Can you rewrite the whole listing below with every "offered to show the format only" replaced by "given only to illustrate the format" and nothing else changed? Leave the pictures out of your copy.

-- Supplied material start --

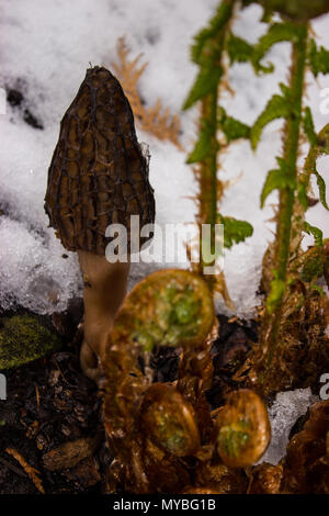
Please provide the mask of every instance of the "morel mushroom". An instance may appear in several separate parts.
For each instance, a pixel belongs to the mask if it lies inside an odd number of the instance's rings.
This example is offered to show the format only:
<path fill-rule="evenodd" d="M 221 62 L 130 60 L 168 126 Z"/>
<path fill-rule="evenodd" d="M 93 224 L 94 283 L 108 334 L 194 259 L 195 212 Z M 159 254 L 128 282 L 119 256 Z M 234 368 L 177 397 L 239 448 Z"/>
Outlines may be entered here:
<path fill-rule="evenodd" d="M 64 247 L 79 255 L 84 280 L 81 366 L 97 378 L 129 271 L 120 257 L 114 263 L 106 260 L 106 228 L 123 224 L 129 251 L 131 216 L 139 216 L 140 227 L 155 220 L 148 159 L 137 142 L 134 115 L 120 82 L 105 68 L 87 70 L 60 123 L 45 210 Z"/>

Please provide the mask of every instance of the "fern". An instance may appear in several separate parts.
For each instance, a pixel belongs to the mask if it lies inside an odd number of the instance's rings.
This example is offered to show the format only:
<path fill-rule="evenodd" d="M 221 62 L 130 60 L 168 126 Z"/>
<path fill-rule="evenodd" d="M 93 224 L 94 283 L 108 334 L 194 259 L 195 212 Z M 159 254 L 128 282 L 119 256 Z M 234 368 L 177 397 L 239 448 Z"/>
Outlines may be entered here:
<path fill-rule="evenodd" d="M 292 192 L 296 189 L 296 179 L 288 175 L 288 167 L 284 159 L 276 158 L 279 168 L 270 170 L 261 192 L 261 207 L 264 206 L 264 202 L 268 195 L 273 190 L 290 189 Z"/>
<path fill-rule="evenodd" d="M 304 231 L 308 235 L 314 236 L 314 240 L 315 240 L 317 246 L 319 246 L 319 247 L 324 246 L 324 234 L 322 234 L 321 229 L 319 229 L 316 226 L 311 226 L 308 222 L 305 222 L 304 223 Z"/>
<path fill-rule="evenodd" d="M 218 128 L 222 130 L 229 144 L 235 139 L 249 138 L 250 127 L 237 119 L 229 116 L 224 108 L 218 109 Z"/>
<path fill-rule="evenodd" d="M 329 124 L 327 124 L 318 135 L 313 134 L 311 141 L 314 145 L 310 147 L 305 160 L 304 171 L 298 181 L 298 201 L 302 206 L 307 210 L 307 191 L 309 188 L 310 176 L 314 175 L 319 189 L 319 199 L 322 206 L 329 210 L 326 200 L 326 182 L 317 170 L 317 160 L 321 156 L 329 155 Z"/>
<path fill-rule="evenodd" d="M 309 42 L 308 65 L 315 77 L 319 74 L 329 74 L 329 51 L 317 44 L 314 40 Z"/>
<path fill-rule="evenodd" d="M 226 49 L 231 65 L 234 63 L 252 61 L 253 59 L 253 45 L 250 45 L 245 40 L 237 37 L 234 34 L 229 35 Z"/>
<path fill-rule="evenodd" d="M 274 67 L 271 63 L 266 66 L 261 64 L 264 55 L 276 43 L 294 42 L 298 38 L 298 30 L 294 23 L 273 23 L 266 34 L 264 34 L 254 47 L 252 63 L 257 72 L 269 74 Z"/>
<path fill-rule="evenodd" d="M 280 87 L 283 94 L 272 97 L 250 130 L 250 142 L 253 149 L 257 148 L 262 131 L 270 122 L 275 119 L 287 119 L 292 113 L 291 91 L 284 85 L 280 85 Z"/>
<path fill-rule="evenodd" d="M 229 216 L 217 215 L 218 223 L 224 224 L 224 246 L 230 248 L 234 243 L 239 244 L 252 236 L 252 225 L 246 221 L 238 221 Z"/>

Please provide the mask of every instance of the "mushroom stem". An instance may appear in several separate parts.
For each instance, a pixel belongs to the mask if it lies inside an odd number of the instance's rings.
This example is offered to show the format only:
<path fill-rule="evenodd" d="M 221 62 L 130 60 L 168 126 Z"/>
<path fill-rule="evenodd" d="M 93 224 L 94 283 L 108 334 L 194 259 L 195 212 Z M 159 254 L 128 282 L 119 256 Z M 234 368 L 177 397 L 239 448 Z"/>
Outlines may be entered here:
<path fill-rule="evenodd" d="M 80 363 L 83 372 L 98 381 L 114 317 L 126 294 L 131 263 L 110 263 L 105 256 L 83 250 L 78 256 L 84 282 Z"/>

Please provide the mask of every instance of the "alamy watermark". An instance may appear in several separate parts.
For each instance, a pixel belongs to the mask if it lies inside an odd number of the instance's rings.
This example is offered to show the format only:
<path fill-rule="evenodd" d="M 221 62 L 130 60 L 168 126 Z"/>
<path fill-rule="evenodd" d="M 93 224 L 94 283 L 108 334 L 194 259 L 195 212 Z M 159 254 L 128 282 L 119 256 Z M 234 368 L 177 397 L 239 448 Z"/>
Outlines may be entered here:
<path fill-rule="evenodd" d="M 110 224 L 105 232 L 110 263 L 202 263 L 204 274 L 217 274 L 224 268 L 224 225 L 146 224 L 131 215 L 128 228 Z M 189 249 L 189 253 L 188 253 Z"/>
<path fill-rule="evenodd" d="M 0 373 L 0 400 L 7 400 L 7 378 Z"/>

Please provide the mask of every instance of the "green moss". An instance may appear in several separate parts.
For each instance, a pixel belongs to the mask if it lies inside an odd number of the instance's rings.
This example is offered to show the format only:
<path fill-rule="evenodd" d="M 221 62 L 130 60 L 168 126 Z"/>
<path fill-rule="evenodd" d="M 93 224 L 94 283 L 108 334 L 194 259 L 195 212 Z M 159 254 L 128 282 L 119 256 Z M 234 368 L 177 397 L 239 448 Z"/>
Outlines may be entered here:
<path fill-rule="evenodd" d="M 0 371 L 36 360 L 59 346 L 59 337 L 37 316 L 3 317 L 0 328 Z"/>

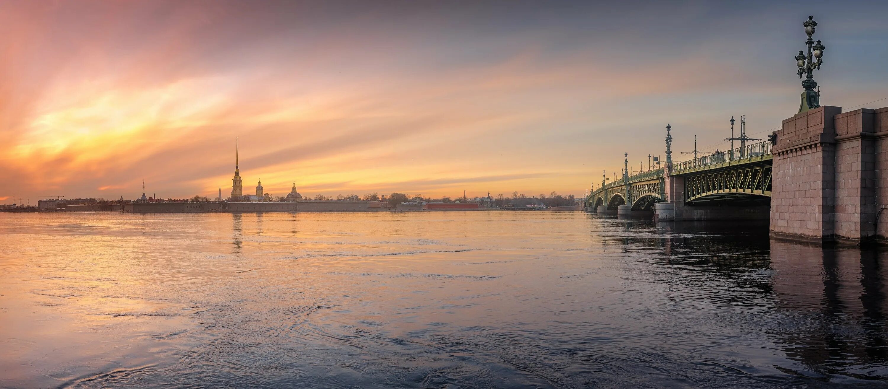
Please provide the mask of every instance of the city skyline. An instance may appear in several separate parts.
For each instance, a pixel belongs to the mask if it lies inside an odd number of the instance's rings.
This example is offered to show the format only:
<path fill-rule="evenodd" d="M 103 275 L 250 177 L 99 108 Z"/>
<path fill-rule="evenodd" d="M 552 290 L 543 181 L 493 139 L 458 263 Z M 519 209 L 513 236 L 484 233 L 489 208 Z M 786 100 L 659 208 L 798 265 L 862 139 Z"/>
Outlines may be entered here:
<path fill-rule="evenodd" d="M 0 3 L 0 202 L 215 197 L 235 137 L 276 196 L 582 195 L 778 128 L 809 13 L 821 104 L 884 106 L 886 6 L 805 4 Z"/>

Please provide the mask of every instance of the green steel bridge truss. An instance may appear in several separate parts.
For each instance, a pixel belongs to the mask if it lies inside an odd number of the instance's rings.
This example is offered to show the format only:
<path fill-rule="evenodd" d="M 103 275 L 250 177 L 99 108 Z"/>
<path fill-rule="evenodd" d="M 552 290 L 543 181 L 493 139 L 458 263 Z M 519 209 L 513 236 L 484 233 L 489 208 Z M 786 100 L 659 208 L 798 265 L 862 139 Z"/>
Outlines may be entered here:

-- Supplied material end --

Answer in full —
Please provide the mask of every instance of the "morel mushroom". An instance may appear in several separate parts.
For each instance, a pixel belongs to the mask if it lies inside an odd number of the instance's rings.
This example is given only to illustrate the format:
<path fill-rule="evenodd" d="M 221 62 L 130 60 L 168 126 Z"/>
<path fill-rule="evenodd" d="M 93 224 L 94 283 L 108 334 L 194 259 L 195 212 Z M 159 254 L 128 282 L 119 256 Z M 234 368 L 177 397 L 239 448 Z"/>
Outlines may be entered here:
<path fill-rule="evenodd" d="M 64 247 L 79 255 L 84 280 L 81 366 L 97 378 L 129 271 L 120 257 L 114 263 L 106 260 L 106 228 L 123 224 L 129 251 L 131 216 L 139 216 L 140 227 L 155 220 L 148 159 L 137 142 L 134 115 L 120 82 L 105 68 L 87 70 L 60 123 L 45 210 Z"/>

Please provide the mask of every instance of the "fern". An instance may appear in several separate parts.
For each instance, a pixel belongs to the mask if it lies inside an odd number of the instance's rings.
This example is given only to illustrate the format:
<path fill-rule="evenodd" d="M 221 62 L 130 60 L 168 126 Z"/>
<path fill-rule="evenodd" d="M 93 224 L 94 283 L 108 334 L 194 259 L 195 212 Z M 159 254 L 128 282 L 119 256 Z M 234 368 L 177 397 L 239 448 Z"/>
Outlines may be entered here:
<path fill-rule="evenodd" d="M 292 192 L 296 189 L 296 179 L 288 175 L 288 167 L 284 159 L 276 158 L 279 168 L 270 170 L 261 192 L 261 207 L 264 206 L 264 202 L 268 195 L 273 190 L 290 189 Z"/>
<path fill-rule="evenodd" d="M 304 231 L 308 235 L 314 236 L 314 240 L 315 240 L 317 246 L 319 246 L 319 247 L 324 246 L 324 234 L 322 234 L 321 229 L 319 229 L 316 226 L 311 226 L 308 222 L 305 222 L 304 223 Z"/>
<path fill-rule="evenodd" d="M 218 128 L 222 130 L 229 144 L 235 139 L 249 138 L 250 127 L 237 119 L 229 116 L 224 108 L 218 109 Z"/>
<path fill-rule="evenodd" d="M 329 124 L 327 124 L 318 135 L 313 134 L 311 141 L 314 145 L 310 147 L 305 160 L 304 171 L 298 181 L 298 201 L 302 206 L 307 210 L 307 191 L 309 188 L 310 176 L 314 175 L 319 189 L 319 199 L 322 206 L 329 210 L 326 200 L 326 182 L 317 170 L 317 160 L 321 156 L 329 155 Z"/>
<path fill-rule="evenodd" d="M 309 42 L 308 65 L 315 77 L 319 74 L 329 74 L 329 51 L 317 44 L 314 40 Z"/>
<path fill-rule="evenodd" d="M 226 49 L 231 65 L 234 63 L 252 61 L 253 59 L 253 45 L 250 45 L 245 40 L 237 37 L 234 34 L 229 35 Z"/>
<path fill-rule="evenodd" d="M 274 67 L 271 63 L 266 66 L 261 64 L 264 55 L 276 43 L 294 42 L 298 38 L 298 30 L 294 23 L 273 23 L 266 34 L 264 34 L 254 47 L 252 63 L 257 72 L 269 74 Z"/>
<path fill-rule="evenodd" d="M 280 87 L 283 94 L 272 97 L 250 130 L 250 142 L 253 149 L 257 148 L 262 131 L 270 122 L 275 119 L 287 119 L 292 113 L 291 91 L 284 85 L 280 85 Z"/>
<path fill-rule="evenodd" d="M 229 216 L 217 215 L 218 223 L 224 224 L 224 246 L 230 248 L 234 243 L 239 244 L 252 236 L 252 225 L 246 221 L 238 221 Z"/>

Please provide the mask of every instance of the "mushroom stem". An instance may appear in several separate parts.
For each instance, a pixel belongs to the mask if it lies inside an odd number of the instance's rings.
This example is given only to illustrate the format:
<path fill-rule="evenodd" d="M 221 62 L 130 60 L 168 126 Z"/>
<path fill-rule="evenodd" d="M 93 224 L 94 283 L 108 334 L 194 259 L 195 212 Z M 159 254 L 128 282 L 119 256 Z M 234 368 L 177 397 L 239 448 Z"/>
Outlines may be entered here:
<path fill-rule="evenodd" d="M 80 363 L 83 372 L 98 381 L 114 317 L 126 294 L 131 263 L 110 263 L 105 256 L 83 250 L 78 256 L 84 282 Z"/>

Please provide the mask of every instance of the "alamy watermark". An instance may appear in several separate parts.
For each instance, a pixel belongs to the mask if it lies inside an odd number of the instance's rings.
This example is given only to illustrate the format:
<path fill-rule="evenodd" d="M 221 62 L 130 60 L 168 126 Z"/>
<path fill-rule="evenodd" d="M 93 224 L 94 283 L 108 334 L 194 259 L 195 212 Z M 159 254 L 128 282 L 119 256 Z M 234 368 L 177 397 L 239 448 Z"/>
Outlines may be entered here:
<path fill-rule="evenodd" d="M 110 224 L 105 232 L 110 263 L 202 263 L 204 274 L 217 274 L 224 268 L 224 225 L 146 224 L 131 215 L 128 228 Z M 189 249 L 189 253 L 188 253 Z"/>
<path fill-rule="evenodd" d="M 0 373 L 0 400 L 7 400 L 7 378 Z"/>

Please provide the mask of every instance of the "green moss". An instance may appear in several separate parts.
For each instance, a pixel belongs to the mask if it lies inside an odd number of the instance's rings.
This example is given only to illustrate the format:
<path fill-rule="evenodd" d="M 221 62 L 130 60 L 168 126 Z"/>
<path fill-rule="evenodd" d="M 93 224 L 94 283 L 108 334 L 194 259 L 195 212 Z M 159 254 L 128 282 L 119 256 Z M 234 368 L 177 397 L 239 448 Z"/>
Outlines may be entered here:
<path fill-rule="evenodd" d="M 0 371 L 36 360 L 59 346 L 59 337 L 37 316 L 3 317 L 0 328 Z"/>

Please provide the mask of every instance of the city skyline. An instance may appear in several separate parts.
For each instance, a pixel belongs to the mask if it lies inside an odd number of the instance's rings.
This example is given only to illustrate the format:
<path fill-rule="evenodd" d="M 103 275 L 250 177 L 99 108 Z"/>
<path fill-rule="evenodd" d="M 552 290 L 543 181 L 493 139 L 458 263 Z M 519 209 L 513 236 L 484 233 L 489 208 Z M 786 100 L 659 208 L 798 265 L 862 139 Z"/>
Outlines may be entered here:
<path fill-rule="evenodd" d="M 0 3 L 0 202 L 215 197 L 235 137 L 276 196 L 582 195 L 778 128 L 809 13 L 821 104 L 884 106 L 886 6 L 805 4 Z"/>

Please provide the mask of every instance of the green steel bridge truss. An instance may appear in several separate parts.
For each instance, a pixel belongs to the mask if it lies inside an odd number of the instance's rings.
This example is given only to illustrate the format:
<path fill-rule="evenodd" d="M 103 275 L 250 177 L 99 108 Z"/>
<path fill-rule="evenodd" d="M 552 290 L 543 181 L 493 139 L 458 263 Z M 519 209 L 513 236 L 484 233 L 489 208 Z M 786 100 L 659 208 L 798 265 L 862 139 Z"/>
Outlines may be entered here:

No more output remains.